* [ФРАГМЕНТ ДОКУМЕНТА]
________
Уильям Джонстон. Австрийский Ренессанс. - М.: Московская школа политических исследований, 2004, 640 с.
Литературы об Австро-Венгрии на русском языке, да еще такой, которая давала бы развернутую картину какой-либо из областей ее жизни, очень мало. А книга американского историка Джонстона претендует именно на целостный охват умственной жизни империи Габсбургов, а частично и стран, возникших после ее распада. Основное внимание уделяется плодотворнейшему периоду истории Дунайской монархии: второй половине ХIХ - началу ХХ века, благодаря которому Австро-Венгрия, распавшись, стала фактически родиной современного мира. Это само по себе делает книгу интересной.
На деле повествование сосредоточено вокруг трех центров: Вены, Праги и Будапешта. Все остальное упоминается лишь в той мере, в какой имело отношение к столичным событиям. Обширным, разнообразным и своеобразным окраинам австро-венгерского мира серьезного рассмотрения не достается.
Самое ценное в книге - факты. Это и подробности биографий участников австро-венгерской культурной и социальной жизни, и сведения о различных ее обстоятельствах и особенностях - например, характеристика языковой ситуации в Вене или замечания о психологии диалекта как "одомашнивании" реальности. Одна беда: истолковываются факты из рук вон поверхностно. Чтобы удержать в целости всю громаду набранного материала, автор использует небольшое число концептов, заимствованных из интеллектуального арсенала позднего XIX - раннего ХХ века, и объясняет ими все без изъятия.
Для описания Вены концептов несколько. Прежде всего - "импрессионизм". В устах австрийских интеллектуалов это слово означало созерцательность венцев вкупе с чуткостью к нюансам переживаемого момента. Джонстон же относит к нему все, вплоть до "страсти к поиску скрытых структур" и "способности во всем внешнем обнаруживать┘ скрытый смысл". Так в число "импрессионистов" запросто оказывается возможным включать хоть самого Фрейда.
________
* [ЗАДАНИЕ A]
Верните без изменений часть рецензии на книгу «Австрийский Ренессанс» от слов «На деле повествование» до слов «все без изъятия.».
* [ЗАДАНИЕ B]
Продолжите рецензию на книгу «Австрийский Ренессанс», начав сразу после её последнего предложения.

* [ИСХОДНЫЙ СПИСОК]
________
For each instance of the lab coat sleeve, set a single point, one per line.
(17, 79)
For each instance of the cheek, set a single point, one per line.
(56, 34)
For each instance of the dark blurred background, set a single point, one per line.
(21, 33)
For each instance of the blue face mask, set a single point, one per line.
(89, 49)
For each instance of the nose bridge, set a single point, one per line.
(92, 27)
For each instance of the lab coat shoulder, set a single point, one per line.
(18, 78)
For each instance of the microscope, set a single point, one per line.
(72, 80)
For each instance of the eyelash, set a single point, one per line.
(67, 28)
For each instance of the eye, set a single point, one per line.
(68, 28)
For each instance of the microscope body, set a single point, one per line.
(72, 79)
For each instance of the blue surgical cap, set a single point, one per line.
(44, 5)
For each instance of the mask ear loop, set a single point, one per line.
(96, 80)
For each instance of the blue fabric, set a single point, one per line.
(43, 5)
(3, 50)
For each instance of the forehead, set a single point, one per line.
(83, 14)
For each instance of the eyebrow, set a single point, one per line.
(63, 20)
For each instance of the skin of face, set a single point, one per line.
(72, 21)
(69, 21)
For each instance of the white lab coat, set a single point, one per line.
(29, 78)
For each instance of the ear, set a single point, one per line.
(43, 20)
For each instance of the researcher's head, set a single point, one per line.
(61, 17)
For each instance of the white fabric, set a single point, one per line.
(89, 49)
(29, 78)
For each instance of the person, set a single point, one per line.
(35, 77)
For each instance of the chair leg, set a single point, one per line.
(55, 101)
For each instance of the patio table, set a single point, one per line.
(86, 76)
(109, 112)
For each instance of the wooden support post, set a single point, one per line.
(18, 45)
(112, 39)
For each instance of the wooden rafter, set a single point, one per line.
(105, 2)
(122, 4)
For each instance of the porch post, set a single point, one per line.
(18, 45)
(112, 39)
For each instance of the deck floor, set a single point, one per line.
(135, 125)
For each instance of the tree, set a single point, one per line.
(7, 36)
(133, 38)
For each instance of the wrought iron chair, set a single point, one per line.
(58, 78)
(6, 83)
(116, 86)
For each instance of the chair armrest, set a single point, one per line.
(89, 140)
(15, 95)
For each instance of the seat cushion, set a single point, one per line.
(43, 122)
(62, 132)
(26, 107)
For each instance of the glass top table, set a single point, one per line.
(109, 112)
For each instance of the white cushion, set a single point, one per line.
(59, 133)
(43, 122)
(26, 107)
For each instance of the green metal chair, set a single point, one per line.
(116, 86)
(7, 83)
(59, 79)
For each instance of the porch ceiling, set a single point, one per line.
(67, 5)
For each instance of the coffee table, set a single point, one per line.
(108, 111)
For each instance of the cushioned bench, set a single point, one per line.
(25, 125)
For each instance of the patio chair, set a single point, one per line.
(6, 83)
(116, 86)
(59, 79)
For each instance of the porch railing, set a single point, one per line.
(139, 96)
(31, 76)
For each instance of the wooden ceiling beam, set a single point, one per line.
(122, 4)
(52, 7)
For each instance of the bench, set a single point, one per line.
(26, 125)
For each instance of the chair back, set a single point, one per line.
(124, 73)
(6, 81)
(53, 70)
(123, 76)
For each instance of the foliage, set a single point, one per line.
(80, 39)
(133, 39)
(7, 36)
________
* [РЕЗУЛЬТАТ ЗАДАНИЯ A]
На деле повествование сосредоточено вокруг трех центров: Вены, Праги и Будапешта. Все остальное упоминается лишь в той мере, в какой имело отношение к столичным событиям. Обширным, разнообразным и своеобразным окраинам австро-венгерского мира серьезного рассмотрения не достается.
Самое ценное в книге - факты. Это и подробности биографий участников австро-венгерской культурной и социальной жизни, и сведения о различных ее обстоятельствах и особенностях - например, характеристика языковой ситуации в Вене или замечания о психологии диалекта как "одомашнивании" реальности. Одна беда: истолковываются факты из рук вон поверхностно. Чтобы удержать в целости всю громаду набранного материала, автор использует небольшое число концептов, заимствованных из интеллектуального арсенала позднего XIX - раннего ХХ века, и объясняет ими все без изъятия.

* [РЕЗУЛЬТАТ ЗАДАНИЯ B]
Далее - "терапевтический нигилизм": этим термином из австрийской медицинской практики, где он означал доверие к исцеляющим силам природы и минимум вмешательства в организм больного, Джонстон именует тип социальной позиции: наблюдая мир, не пытаться его улучшить. Наконец, словечко "феакейство", взятое у Шиллера и маркирующее любовь венцев к "развлечениям и пристрастие к миру иллюзий".
Многообразие интеллектуальных настроений Праги Джонстон исчерпывает словом "маркионизм", называя именем этой раннехристианской ереси неверие в благость Творца и чувство безнадежности жизни.
С венграми же он разделывается вообще очень лихо. Национальной их чертой, определяющей все остальные, он считает склонность к иллюзиям, а неизбежным ее следствием - увлеченность политикой. Результатом этого Джонстон считает всю венгерскую литературу (якобы сплошь ангажированную), все культурное поведение, а язык и вовсе объявляется источником неискоренимой иллюзорности. А ведь описание социальной структуры венгерской части империи в его книге насыщено фактами более всего.
После всего сказанного автором комплименты, которых он в конце книги удостаивает австро-венгров (им "прежде всего было присуще стремление тщательно и глубоко исследовать процессы" современности, "способность к глобальному мышлению"), выглядят просто необоснованными. Что же до "ныне существующего взгляда на Австрию", опровержение которого Джонстон обещал в первых строках предисловия, он и не думает с ним полемизировать. На шестистах с лишним страницах книги не представлен ни единый взгляд на австро-венгерскую историю, кроме его собственного.
Читать все это на самом деле интересно. Историку при всем своеобразии интерпретаций удалось совместить такие почти не совместимые вещи, как легкость текста и его высокая насыщенность и плотность, приближающаяся иной раз к плотности энциклопедической статьи. Книгу можно сравнить с контурной картой, не вполне точно и не на всех участках прорисованной и бледновато закрашенной: она все же дает представление о контурах, а прорисовывать и закрашивать их дальше читатель может и сам.